Of all the lines in the entries below, give again exactly those starting at the line containing "Find every instance of distant" and ending at the line containing "Find every instance of right-hand", both ends included, and no others.

☆ ☆ ☆ ☆ ☆ ☆ ☆

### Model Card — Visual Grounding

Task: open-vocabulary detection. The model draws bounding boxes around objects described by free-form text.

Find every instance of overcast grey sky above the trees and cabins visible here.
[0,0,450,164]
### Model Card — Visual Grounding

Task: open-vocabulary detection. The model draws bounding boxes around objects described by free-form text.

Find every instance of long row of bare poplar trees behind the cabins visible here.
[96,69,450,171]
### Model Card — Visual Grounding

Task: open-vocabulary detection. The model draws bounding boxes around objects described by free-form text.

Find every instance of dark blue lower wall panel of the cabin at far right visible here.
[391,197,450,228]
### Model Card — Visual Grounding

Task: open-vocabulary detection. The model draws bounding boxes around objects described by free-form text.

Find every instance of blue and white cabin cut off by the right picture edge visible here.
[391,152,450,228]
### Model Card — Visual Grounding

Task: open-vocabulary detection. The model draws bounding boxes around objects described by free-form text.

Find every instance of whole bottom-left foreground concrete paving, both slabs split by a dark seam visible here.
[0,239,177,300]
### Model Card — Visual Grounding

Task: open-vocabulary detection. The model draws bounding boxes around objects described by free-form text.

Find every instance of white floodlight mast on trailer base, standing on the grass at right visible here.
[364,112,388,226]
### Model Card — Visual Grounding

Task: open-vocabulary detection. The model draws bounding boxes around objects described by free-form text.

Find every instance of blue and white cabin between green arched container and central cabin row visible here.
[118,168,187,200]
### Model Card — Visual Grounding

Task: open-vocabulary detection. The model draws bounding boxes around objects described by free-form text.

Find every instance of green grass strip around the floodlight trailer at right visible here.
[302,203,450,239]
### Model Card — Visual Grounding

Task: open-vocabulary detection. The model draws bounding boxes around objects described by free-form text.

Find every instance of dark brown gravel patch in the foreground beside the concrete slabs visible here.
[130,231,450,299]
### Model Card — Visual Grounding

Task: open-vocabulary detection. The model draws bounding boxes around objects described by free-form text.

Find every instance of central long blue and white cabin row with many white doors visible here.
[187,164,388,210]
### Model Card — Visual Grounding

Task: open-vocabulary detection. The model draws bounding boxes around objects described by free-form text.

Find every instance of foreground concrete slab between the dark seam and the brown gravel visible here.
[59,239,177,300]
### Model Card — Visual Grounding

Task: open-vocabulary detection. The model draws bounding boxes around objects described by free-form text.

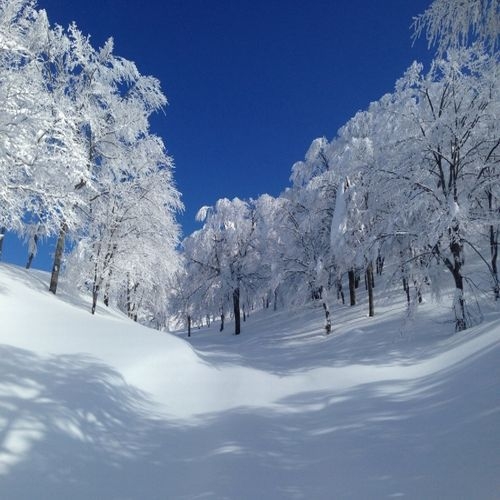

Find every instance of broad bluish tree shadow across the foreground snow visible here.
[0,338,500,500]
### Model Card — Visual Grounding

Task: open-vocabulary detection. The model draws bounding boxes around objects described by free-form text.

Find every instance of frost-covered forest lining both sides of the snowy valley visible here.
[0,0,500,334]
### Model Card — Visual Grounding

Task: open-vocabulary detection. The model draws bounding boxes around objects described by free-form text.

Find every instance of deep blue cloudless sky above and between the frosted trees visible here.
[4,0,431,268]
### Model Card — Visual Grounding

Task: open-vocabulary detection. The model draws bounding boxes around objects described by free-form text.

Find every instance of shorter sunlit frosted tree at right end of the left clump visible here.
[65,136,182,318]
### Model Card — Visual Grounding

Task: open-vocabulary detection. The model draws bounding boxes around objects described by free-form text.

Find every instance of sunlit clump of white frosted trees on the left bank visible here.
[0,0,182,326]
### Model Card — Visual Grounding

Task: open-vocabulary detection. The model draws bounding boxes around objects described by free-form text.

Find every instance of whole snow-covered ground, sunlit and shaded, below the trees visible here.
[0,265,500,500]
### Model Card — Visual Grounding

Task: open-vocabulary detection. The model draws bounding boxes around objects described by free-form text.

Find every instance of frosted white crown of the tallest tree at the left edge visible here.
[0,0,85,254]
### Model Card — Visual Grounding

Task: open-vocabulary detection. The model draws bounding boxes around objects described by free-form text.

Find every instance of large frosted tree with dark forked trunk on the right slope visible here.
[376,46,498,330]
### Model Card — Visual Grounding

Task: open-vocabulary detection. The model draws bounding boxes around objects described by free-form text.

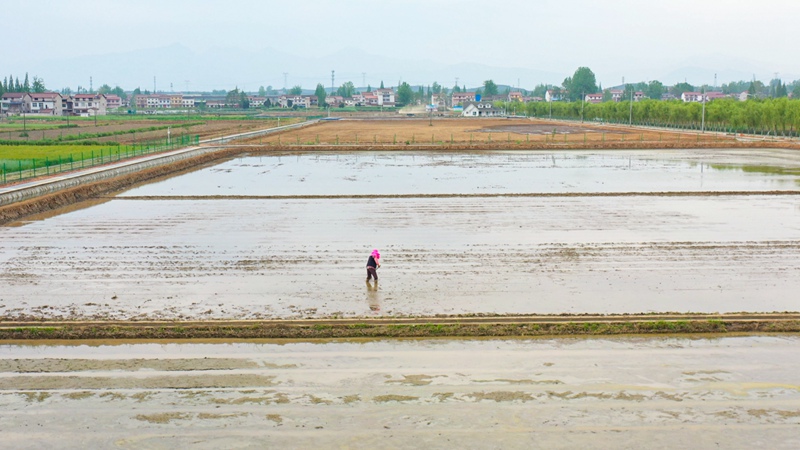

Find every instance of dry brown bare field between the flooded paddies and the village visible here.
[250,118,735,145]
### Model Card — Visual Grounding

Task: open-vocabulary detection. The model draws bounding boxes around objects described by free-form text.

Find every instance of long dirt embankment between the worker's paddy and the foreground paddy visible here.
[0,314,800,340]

☆ ☆ ☆ ☆ ☆ ☆ ☆

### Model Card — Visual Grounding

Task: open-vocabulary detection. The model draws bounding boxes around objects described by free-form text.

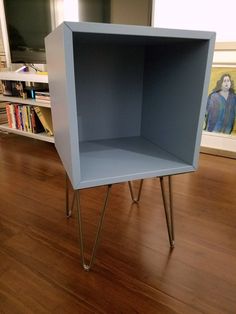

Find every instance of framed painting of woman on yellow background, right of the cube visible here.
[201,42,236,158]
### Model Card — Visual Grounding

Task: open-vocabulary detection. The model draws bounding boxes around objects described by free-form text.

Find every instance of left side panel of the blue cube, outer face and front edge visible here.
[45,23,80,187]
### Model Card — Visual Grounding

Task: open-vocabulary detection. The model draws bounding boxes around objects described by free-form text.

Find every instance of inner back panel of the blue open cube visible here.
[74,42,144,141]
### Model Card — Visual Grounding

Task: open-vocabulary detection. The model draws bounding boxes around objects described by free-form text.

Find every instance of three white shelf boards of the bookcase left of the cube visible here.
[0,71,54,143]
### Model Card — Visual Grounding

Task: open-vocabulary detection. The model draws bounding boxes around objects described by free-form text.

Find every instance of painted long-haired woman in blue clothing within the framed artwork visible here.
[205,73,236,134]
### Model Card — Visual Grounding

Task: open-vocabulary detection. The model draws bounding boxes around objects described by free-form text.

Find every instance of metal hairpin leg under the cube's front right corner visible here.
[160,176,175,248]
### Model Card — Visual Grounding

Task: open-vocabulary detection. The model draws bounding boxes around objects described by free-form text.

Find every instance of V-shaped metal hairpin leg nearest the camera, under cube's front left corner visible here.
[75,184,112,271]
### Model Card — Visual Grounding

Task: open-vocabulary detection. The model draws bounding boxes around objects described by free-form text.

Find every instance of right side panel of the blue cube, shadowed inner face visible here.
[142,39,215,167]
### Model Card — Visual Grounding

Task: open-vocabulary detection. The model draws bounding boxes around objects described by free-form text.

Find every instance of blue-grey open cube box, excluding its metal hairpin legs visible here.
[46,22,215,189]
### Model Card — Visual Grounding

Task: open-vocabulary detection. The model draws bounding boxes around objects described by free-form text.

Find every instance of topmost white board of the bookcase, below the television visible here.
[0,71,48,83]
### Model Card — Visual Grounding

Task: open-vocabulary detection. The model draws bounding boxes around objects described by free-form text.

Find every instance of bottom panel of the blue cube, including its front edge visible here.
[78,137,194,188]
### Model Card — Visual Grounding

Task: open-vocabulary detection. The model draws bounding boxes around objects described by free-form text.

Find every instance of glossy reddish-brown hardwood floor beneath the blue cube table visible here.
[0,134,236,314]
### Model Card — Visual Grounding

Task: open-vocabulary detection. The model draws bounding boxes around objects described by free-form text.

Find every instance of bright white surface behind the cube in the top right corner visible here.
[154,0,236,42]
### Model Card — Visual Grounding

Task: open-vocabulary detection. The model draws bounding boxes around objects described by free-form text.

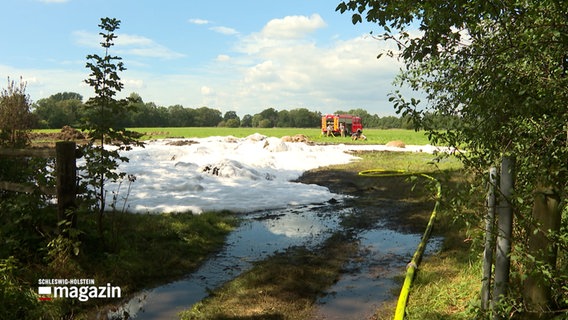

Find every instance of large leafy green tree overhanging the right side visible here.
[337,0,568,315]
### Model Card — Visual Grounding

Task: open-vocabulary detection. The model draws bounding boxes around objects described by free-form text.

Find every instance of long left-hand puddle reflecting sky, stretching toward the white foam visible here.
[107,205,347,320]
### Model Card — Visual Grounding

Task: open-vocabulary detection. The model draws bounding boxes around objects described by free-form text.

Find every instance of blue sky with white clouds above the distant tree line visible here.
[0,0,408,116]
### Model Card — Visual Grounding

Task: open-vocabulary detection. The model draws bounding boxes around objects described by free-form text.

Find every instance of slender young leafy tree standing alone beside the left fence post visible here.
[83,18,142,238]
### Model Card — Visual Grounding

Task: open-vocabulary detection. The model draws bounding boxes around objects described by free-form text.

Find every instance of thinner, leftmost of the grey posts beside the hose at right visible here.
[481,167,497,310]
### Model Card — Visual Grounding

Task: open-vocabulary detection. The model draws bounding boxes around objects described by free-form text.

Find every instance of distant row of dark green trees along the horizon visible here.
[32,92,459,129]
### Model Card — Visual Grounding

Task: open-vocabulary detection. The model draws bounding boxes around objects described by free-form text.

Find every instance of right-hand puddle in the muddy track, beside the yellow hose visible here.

☆ ☆ ☆ ☆ ☆ ☆ ☆

* **Solution to the problem**:
Find every instance of distant row of dark green trees along the horizon visible here.
[32,92,459,129]
### Model Card — Visual Grounding

Task: open-vocabulary detection. The model draws bounding boxes around objects described by free-form text.

Find every instance of right-hand puddle in the muddy track, beside the yellow hose visible here.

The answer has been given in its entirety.